(Rows from a pointing dataset)
↓

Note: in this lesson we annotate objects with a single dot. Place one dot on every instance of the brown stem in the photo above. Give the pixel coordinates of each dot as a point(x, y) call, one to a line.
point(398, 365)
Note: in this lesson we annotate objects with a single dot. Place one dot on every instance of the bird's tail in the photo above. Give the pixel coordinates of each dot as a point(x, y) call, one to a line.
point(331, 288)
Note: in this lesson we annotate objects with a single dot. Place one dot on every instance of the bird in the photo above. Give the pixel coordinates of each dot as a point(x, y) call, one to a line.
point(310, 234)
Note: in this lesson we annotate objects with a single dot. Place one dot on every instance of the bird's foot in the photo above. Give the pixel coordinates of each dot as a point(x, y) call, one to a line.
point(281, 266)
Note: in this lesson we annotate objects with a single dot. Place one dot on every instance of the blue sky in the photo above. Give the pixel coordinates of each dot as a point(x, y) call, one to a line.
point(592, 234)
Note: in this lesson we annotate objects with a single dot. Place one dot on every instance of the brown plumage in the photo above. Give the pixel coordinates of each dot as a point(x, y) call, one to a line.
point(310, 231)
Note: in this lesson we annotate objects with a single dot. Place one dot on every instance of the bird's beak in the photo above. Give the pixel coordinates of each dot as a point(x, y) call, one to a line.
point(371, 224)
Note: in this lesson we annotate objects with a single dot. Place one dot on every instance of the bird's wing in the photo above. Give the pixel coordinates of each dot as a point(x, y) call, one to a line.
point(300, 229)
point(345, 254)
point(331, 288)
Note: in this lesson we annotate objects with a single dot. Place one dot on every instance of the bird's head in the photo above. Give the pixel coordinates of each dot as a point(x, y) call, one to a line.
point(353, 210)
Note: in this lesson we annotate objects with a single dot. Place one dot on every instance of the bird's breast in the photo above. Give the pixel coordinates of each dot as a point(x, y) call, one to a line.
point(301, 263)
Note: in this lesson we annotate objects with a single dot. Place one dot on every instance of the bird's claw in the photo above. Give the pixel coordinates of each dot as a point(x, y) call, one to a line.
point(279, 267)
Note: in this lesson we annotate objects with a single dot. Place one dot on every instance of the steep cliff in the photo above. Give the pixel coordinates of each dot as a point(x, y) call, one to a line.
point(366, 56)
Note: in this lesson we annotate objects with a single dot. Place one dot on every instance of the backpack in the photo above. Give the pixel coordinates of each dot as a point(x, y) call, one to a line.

↑

Objective:
Copy every row above, changing each "dot" to "marker" and leaving everything else untouched.

Written response:
Note: in this lesson we annotate objects with a single marker. Place one marker on every instance of the brown stem in the photo above. Give the pixel coordinates of each marker as a point(x, y) call, one to a line.
point(398, 365)
Note: in this lesson we annotate objects with a single marker. Place one marker on every instance of the bird's tail in the photo above. Give the pixel coordinates of each marker as a point(x, y) call, one to a line.
point(331, 288)
Note: in this lesson we annotate objects with a single marker. Place one marker on every instance of the bird in the photo above. Give the pixel coordinates of each marker as a point(x, y) call, one to a line.
point(310, 234)
Note: in this lesson we annotate objects with a single marker. Place one marker on every instance of the bird's foot in the photo above. Give the pixel coordinates of each marker as a point(x, y) call, one to a line.
point(281, 266)
Note: in this lesson we annotate objects with a single marker. Place one marker on every instance of the blue sky in the photo above. Give the pixel coordinates of each marker as a point(x, y) call, one to a line.
point(592, 234)
Note: in this lesson we annotate objects with a single marker. Place one marker on every instance of the brown plumage in the photo above. Give the pixel coordinates of each marker as a point(x, y) call, one to a line.
point(310, 231)
Note: in this lesson we annotate objects with a single marker. Place one marker on every instance of the bird's beak in the photo above. Give the pixel coordinates of each marker as a point(x, y) call, one to a line.
point(371, 224)
Note: in this lesson we annotate objects with a single marker. Place one marker on every instance of the bird's wing in the photo above. Give the pixel coordinates of each marker as a point(x, y) call, one to a line.
point(300, 229)
point(345, 254)
point(331, 288)
Note: in this lesson we annotate objects with a single marker. Place one marker on every instance of the bird's head in the photo above. Give the pixel coordinates of each marker as a point(x, y) call, one to a line.
point(353, 210)
Note: in this lesson we annotate objects with a single marker. Place one marker on every instance of the bird's breast in the photo above. Give the pixel coordinates of each marker as a point(x, y) call, one to a line.
point(301, 263)
Note: in this lesson we annotate objects with a single marker. Place one marker on every instance of the bird's claw in the photo above. Give the pixel coordinates of each marker as a point(x, y) call, one to a line.
point(279, 267)
Note: in this lesson we annotate objects with a single marker. Place one marker on every instance of the steep cliff in the photo above. Give the pixel coordinates of each marker as a point(x, y) call, one to a line.
point(366, 56)
Note: in this lesson we annotate objects with a single marker. Place one marker on every instance of the backpack in the photo above. Give the pixel coordinates of each marker as a point(x, y) call, one to a line.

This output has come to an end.